Please write the next part of the text on bow retakes, picking up after its final sentence.

▶ **EXCERPT TO READ**

+---+

This page is a subdivision of the “Choosing Bowings” page.
What is a “retake” ? Even though sounds like something from Japanese cuisine (like shiitake mushrooms and the “sake” drink) it is actually a simple and fundamental bow technique. With a retake, instead of starting our new bow impulse from the point at which the bow finds itself after the previous bowstroke, we make use of a little musical space (silence or resonance) to bring it silently, in the air, and in the opposite direction, back to the position that we want it to be in for the next note. This is best illustrated by some musical examples in which the moment of the retake is indicated by the arrows:
Unfortunately, no music scores provide any indication for this choreography (bowing) of the retake, not only because no standard sign exists but also because there are other bowing alternatives to the retake (namely the “hook“) and no editor or composer wants to tell a string-player how to play their instrument. This lack of “instructions” is a shame, especially for inexperienced players, because the retake is a very frequently needed component of our bowing toolbox.
In the edited sheet music available on this website, rather than overloading the staves with thick invasive arrows, we have tried to find an alternative solution to indicate retakes. But in the end, rather than indicating the retakes, we have preferred to indicate instead the hooked bowings, with dotted slurs. Therefore, in the absence of a dotted slur between two consecutive bow strokes in the same direction, the retake becomes the default solution. In some editions, a comma is used to indicate a retake but this is definitely not the optimum form of notating a retake because in most printed music a comma indicates a rhythmical delay.
The above examples illustrate the most common type of retake, which is the bringing of the bow back towards the frog for a short upbow after a longer downbow. In this, the most common retake, we lift our bow off the string and bring it towards the frog before the short note. In order to be able to do a retake, we need to have a “musical space” between the notes that is long enough to permit us to bring our bow back silently to where we want it to be without disturbing the musical line. In the above examples, the “retaking” of the bow occurs during notated rests, but this is not always the case. Sometimes there is no notated “rest” and the “musical space” between the notes (the space in which we will do the retake) is indicated by a staccato dot on the note previous to the retake. But at other times there may be neither a rest nor a staccato dot to give us the “retake time” between the long and short bows of an asymmetrical figure. In these cases we will need to “steal” the time for the retake from the long note by shortening it slightly, making an almost inaudible “gap” after the long note, even when it is not specifically notated as a rest or dot:
It is surprising not just how easy it is to do this “theft” but also how frequently we need to do it. The secret to this “magic trick” is “resonance“. If, near the end of the long note, we release the bow from the string while still maintaining plenty of bowspeed (see Note-Endings), that long note will keep sounding even without any bow contact, and this resonance – like the piano’s sustain pedal – creates the aural illusion that we are still sounding it with the bow. It is during this resonance that we bring the bow back towards the frog. No matter how it is notated – with a notated rest or not – the musical space (time) in which we do our retake is full of the resonance of the previous bowstroke. So when we talk about making the note previous to the retake a little shorter, we only mean reducing the time that the bow is pressing on the string. The resonance continues for the note’s full value.

+---+

▶ **LISTING**
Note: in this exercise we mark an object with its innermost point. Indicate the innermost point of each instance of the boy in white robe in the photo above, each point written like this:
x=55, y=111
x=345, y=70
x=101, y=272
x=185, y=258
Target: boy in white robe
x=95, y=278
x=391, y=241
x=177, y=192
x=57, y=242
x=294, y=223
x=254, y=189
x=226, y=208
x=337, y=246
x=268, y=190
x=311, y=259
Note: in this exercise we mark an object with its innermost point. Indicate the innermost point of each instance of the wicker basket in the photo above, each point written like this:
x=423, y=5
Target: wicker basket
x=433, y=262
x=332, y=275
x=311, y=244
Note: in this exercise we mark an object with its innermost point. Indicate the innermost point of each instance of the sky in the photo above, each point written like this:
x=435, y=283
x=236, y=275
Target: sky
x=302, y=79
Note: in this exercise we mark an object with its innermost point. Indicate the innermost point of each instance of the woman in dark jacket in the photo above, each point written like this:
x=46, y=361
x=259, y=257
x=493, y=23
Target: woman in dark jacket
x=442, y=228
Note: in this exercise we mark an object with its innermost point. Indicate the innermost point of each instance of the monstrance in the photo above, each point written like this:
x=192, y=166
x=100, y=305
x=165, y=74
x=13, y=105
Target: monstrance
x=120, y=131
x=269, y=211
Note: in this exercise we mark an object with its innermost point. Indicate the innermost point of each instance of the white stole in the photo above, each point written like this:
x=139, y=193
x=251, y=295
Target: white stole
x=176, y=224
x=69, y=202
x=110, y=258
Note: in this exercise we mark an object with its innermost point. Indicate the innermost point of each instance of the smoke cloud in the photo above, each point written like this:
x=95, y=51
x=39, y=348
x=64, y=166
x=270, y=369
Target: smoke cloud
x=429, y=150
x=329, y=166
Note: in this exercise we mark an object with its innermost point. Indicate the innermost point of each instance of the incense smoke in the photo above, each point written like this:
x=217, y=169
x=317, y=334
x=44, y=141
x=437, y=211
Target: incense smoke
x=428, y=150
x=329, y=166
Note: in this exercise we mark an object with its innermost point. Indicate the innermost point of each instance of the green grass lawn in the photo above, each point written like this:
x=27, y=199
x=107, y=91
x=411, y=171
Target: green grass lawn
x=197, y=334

+---+

▶ **RESULT OF THIS TASK**
The fact that in pre-romantic music we tend to sustain the long notes less than in romantic music, means that the retake is used especially frequently in these earlier musical styles. In romantic music, the need to hold/sustain the longer notes till the end means that, in asymmetric figures, we will probably use hooked bowings rather than retakes as our preferred bowing solution.
RETAKING TO WHICH NEW BOW DIRECTION ?
In the previous examples, all the retakes were from downbows to upbows but, in fact, our retake can be followed by a new bowstroke in either direction. Sometimes we will retake from a downbow to another downbow:
Less often, we will do retakes from upbow to upbow:
RETAKING AFTER THE SHORT NOTE
Most often we will do our retake after the long note (before the short note). This is the case in all the above examples. But sometimes we will, by choice or obligation, need to do the opposite, bringing the bow back towards the frog in a brief gap after the short note. In the following figures, we have progressively less and less time in which to do our retake.
And here is a musical example of the extreme case of this retake after the short note, done here with very little time. We will make use of the bounce to get us into the air and flying back as quickly as possible.
Sometimes (as in the above example) our choice between the two options (retake after long note or retake after short note) is absolutely clear, but at other times our decision could go either way:
In the above discussion, we have always talked about the retake between long and short notes, but in fact, a more accurate way to describe the retake would be to use the terminology of long and short bowstrokes because we can have many or several notes in our bowstrokes on either side of the retake.
TO RETAKE OR NOT TO RETAKE
Look at the following figure from the orchestral opening of Brahms’ Double Concerto. We don’t need to retake after the first long note, but we definitely do after the second one. If, however, Brahms had written his rhythm slightly differently, we might have needed two retakes in each bar:
There are many reasons for which we might decide to retake our bow. In order to play as expressively and as easily as possible, we need to plan our bowing directions (bow choreography) so that our bow is taken effortlessly to where we want it to be. Basically, a retake is simply a means to get to the part of the bow that we want to be in for the next note. Some of the reasons for a retake might be purely technical, others are purely musical, but most often the reasons for a retake are a combination of the two. Many musical effects are much easier (more natural) in a specific part of the bow or in a specific bow direction (diminuendo towards the tip, crescendo towards the frog, pianissimo at the tip, spiccato in the lower half of the bow, sforzando at the frog etc). Crunchy attacks are much better at the frog, which is why some passages use a succession of “retaken” downbows to give that extra energy, each note being like the crack of a whip – with the wrist having a wild workout:
Most commonly, we will use retakes for simple reasons of bowdivision: for example to avoid extreme bowspeed changes (and their resulting unwanted accents) in rhythmically asymmetrical passages (as is the case in most of the musical examples given above).